# SUPPLIED RECORDS
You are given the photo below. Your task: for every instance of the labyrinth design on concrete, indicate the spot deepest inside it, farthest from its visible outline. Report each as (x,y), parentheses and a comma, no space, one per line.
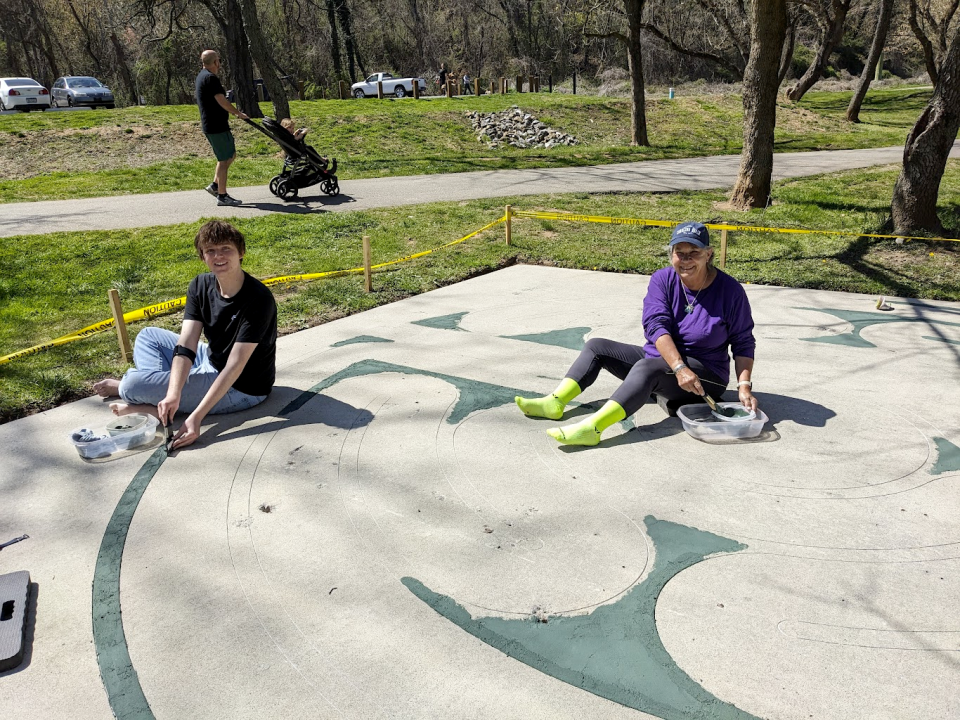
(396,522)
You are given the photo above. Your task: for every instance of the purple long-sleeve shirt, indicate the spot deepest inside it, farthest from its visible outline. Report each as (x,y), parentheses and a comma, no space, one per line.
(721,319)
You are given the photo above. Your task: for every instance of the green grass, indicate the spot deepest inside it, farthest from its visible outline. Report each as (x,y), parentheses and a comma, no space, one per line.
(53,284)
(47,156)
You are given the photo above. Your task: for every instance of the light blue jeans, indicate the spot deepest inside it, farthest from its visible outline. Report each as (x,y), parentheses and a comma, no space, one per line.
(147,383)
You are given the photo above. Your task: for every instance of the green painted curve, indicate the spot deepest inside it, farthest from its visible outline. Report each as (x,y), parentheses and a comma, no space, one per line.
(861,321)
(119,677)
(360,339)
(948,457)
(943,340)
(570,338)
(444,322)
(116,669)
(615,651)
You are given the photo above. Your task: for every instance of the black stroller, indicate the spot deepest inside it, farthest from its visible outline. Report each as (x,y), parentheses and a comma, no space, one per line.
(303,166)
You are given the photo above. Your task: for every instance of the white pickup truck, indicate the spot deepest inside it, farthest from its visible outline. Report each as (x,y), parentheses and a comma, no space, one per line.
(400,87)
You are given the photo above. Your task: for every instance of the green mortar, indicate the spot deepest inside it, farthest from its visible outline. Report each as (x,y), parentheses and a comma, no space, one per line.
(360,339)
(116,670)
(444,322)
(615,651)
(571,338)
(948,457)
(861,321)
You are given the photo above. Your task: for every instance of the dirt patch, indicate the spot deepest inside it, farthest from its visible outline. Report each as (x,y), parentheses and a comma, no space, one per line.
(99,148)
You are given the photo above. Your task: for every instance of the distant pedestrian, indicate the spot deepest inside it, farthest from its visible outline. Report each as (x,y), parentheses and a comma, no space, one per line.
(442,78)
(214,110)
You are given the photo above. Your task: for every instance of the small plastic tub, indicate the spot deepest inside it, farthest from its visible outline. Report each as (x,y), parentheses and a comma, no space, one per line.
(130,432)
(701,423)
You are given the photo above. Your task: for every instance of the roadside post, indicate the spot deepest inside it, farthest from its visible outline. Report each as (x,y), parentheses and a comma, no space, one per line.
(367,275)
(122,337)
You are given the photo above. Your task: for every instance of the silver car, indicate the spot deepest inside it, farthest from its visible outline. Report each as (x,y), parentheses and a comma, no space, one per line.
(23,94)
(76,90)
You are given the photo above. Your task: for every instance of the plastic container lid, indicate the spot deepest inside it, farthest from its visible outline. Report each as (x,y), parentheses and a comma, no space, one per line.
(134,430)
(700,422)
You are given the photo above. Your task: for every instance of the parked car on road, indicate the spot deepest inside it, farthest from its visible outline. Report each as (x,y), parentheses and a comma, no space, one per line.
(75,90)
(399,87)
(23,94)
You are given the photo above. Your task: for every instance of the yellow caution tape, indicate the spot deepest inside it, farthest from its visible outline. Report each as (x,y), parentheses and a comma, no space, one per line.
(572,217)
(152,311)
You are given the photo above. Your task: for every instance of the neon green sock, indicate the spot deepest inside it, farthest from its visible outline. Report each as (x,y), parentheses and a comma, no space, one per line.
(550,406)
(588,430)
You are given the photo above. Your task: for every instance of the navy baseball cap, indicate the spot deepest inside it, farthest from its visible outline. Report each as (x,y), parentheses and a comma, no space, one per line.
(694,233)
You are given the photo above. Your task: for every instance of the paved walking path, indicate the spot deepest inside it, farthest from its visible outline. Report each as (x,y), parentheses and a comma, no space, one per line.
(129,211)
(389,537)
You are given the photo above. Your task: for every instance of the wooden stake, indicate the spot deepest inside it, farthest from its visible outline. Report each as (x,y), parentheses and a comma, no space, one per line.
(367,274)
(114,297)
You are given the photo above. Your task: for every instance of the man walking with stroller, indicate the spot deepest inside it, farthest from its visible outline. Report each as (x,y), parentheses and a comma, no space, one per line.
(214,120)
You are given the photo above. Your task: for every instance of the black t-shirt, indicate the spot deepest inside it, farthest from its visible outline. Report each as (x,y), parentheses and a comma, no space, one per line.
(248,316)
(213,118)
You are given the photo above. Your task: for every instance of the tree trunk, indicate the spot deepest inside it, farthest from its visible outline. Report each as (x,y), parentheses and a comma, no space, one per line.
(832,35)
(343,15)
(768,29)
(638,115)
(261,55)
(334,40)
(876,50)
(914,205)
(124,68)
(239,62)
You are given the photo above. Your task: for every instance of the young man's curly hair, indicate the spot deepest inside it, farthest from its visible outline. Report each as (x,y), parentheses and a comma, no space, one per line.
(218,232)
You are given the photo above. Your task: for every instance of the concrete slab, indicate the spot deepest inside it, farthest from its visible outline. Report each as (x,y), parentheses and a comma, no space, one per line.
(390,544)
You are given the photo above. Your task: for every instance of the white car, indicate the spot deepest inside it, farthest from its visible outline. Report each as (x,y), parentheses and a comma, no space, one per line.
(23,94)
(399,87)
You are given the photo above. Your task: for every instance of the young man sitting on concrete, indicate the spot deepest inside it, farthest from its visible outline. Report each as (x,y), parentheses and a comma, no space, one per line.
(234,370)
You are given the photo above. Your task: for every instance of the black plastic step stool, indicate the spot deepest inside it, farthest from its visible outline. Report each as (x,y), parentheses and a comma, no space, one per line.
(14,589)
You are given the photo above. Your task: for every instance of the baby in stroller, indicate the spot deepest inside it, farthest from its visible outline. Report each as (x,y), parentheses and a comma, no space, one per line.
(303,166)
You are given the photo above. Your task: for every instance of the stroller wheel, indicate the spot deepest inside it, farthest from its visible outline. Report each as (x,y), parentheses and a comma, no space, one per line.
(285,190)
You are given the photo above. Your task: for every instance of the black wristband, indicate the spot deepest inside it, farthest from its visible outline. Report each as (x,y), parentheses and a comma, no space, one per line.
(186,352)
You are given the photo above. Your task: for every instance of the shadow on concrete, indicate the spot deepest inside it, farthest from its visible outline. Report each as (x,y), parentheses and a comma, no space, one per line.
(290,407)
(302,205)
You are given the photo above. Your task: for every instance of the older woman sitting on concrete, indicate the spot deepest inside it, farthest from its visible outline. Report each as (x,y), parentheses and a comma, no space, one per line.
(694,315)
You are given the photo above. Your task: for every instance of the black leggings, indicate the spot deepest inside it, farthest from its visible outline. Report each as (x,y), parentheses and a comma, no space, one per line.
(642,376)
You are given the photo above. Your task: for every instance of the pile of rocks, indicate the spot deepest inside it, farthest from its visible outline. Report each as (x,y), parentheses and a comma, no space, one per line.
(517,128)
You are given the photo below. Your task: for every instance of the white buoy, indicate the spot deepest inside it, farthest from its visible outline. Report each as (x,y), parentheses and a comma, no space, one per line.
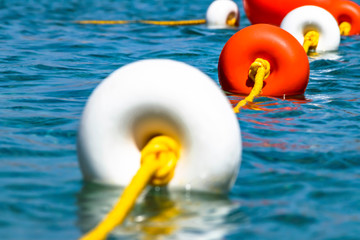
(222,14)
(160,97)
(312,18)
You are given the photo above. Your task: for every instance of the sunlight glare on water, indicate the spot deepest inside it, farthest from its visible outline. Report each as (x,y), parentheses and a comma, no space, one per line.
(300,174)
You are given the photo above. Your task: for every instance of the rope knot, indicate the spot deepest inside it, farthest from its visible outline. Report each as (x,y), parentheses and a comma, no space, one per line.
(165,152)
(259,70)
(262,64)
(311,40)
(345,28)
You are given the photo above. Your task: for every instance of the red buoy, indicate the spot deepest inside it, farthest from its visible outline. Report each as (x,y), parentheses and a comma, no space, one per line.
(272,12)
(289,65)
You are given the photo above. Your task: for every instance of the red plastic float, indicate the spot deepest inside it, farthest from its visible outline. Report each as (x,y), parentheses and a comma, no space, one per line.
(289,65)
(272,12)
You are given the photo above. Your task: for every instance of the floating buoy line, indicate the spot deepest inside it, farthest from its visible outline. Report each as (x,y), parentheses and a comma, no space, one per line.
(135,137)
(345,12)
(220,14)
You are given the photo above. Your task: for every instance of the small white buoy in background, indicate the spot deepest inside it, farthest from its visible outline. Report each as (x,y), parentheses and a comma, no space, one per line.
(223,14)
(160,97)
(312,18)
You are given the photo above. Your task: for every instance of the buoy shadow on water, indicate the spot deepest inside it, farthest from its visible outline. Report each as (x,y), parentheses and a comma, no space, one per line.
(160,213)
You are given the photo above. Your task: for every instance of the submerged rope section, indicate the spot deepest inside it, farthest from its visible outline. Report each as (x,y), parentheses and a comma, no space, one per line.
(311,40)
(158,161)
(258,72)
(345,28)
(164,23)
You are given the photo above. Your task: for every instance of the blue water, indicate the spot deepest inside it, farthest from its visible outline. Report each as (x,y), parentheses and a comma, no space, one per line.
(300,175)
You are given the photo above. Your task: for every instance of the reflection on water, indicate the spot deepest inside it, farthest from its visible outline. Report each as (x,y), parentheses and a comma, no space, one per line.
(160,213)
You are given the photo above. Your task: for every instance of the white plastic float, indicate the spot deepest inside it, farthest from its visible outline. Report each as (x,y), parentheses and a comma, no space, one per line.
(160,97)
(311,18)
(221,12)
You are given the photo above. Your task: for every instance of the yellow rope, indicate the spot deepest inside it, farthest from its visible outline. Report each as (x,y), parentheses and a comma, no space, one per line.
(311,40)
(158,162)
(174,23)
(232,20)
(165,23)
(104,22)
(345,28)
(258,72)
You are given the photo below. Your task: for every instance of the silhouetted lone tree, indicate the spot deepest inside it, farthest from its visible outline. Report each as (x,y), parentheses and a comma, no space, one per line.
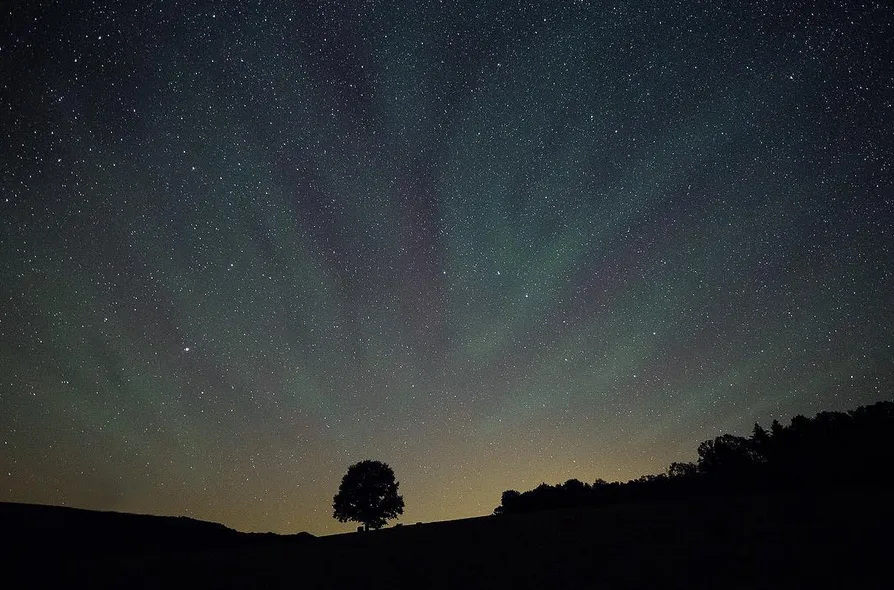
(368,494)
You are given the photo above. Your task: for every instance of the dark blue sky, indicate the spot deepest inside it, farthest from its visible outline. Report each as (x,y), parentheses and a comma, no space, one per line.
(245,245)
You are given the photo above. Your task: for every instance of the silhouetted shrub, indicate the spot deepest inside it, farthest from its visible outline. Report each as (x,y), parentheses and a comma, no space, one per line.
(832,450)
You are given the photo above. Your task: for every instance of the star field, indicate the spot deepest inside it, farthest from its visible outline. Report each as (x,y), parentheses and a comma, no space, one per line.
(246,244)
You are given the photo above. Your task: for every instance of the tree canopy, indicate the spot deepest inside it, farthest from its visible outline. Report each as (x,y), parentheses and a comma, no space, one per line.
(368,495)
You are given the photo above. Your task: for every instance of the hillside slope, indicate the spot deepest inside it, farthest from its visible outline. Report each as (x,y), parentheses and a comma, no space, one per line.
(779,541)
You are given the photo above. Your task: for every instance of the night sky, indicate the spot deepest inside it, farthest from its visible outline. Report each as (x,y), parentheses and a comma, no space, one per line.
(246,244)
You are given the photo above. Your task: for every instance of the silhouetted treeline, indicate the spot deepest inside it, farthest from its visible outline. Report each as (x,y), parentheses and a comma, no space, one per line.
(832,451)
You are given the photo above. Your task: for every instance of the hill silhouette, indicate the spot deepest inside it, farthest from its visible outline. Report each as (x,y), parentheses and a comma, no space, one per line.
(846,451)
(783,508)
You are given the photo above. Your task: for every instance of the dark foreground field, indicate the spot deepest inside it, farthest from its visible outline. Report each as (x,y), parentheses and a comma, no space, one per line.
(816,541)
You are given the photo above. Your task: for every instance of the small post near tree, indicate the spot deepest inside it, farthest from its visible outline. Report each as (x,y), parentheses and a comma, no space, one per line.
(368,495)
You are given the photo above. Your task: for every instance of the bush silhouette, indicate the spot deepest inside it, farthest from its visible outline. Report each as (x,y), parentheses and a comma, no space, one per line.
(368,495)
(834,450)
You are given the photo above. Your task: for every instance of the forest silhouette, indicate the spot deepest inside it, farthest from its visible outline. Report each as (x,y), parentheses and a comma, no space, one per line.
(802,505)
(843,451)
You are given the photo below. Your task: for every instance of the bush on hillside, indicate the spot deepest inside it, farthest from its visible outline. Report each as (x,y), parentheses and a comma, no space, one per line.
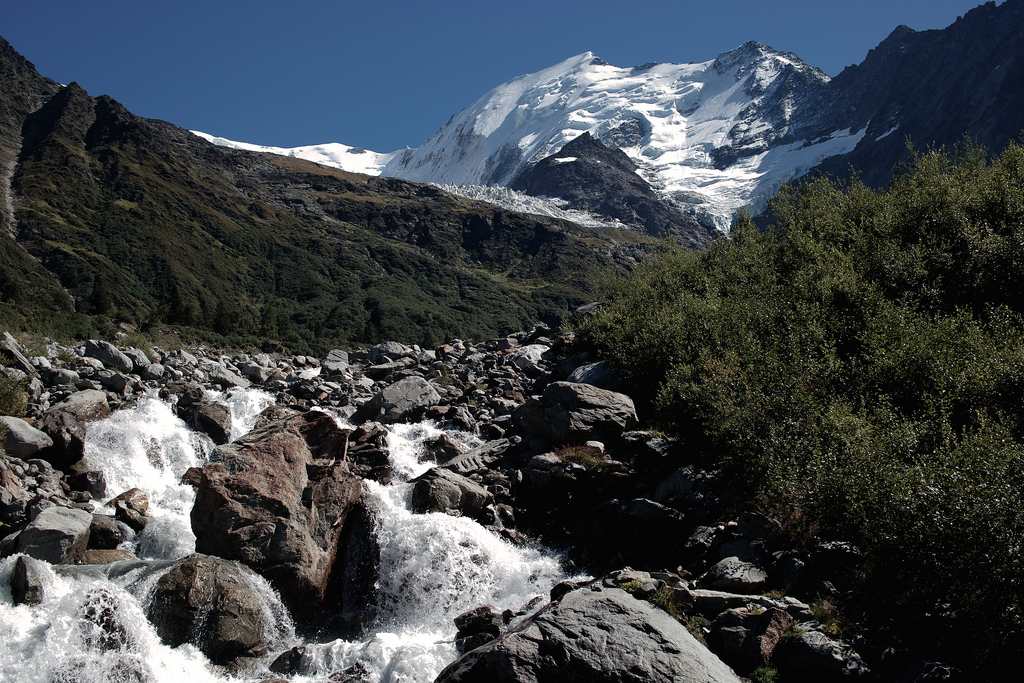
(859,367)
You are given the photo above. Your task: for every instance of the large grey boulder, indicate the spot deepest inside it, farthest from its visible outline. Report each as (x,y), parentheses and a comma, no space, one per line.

# EXERCISE PROMPT
Pictures excluded, output exactly the line that contains "bush silhouette, indicate" and every line after it to the end of the data above.

# TASK RESPONSE
You are given the photo above. Your task: for every instance of the bush silhouette, indicate the spot deepest inside it, farthest from its visible outline. Report each as (x,y), parentheses and a comma, no space, one per line.
(368,495)
(834,450)
You are given the photo above. Your task: for every instance of the forest silhouette, indicate the spot deepest inside it, farthest from its visible outline. Report each as (x,y), parentheses and a comma, no space, one per line.
(802,505)
(843,451)
You are given the photo below. Your task: for every instance of the bush on hillside, indicate the spot deepest inside it, farthest from its visible outline. Report each as (x,y), parentheses and a comma, no space, one per line.
(859,367)
You are given the photo above. Your task: for every instance of the large grey boulder, indicate the spot deepest inside it, farthest from its visible outline. Report each as (x,y), parentheses and a comma, no space, one per line.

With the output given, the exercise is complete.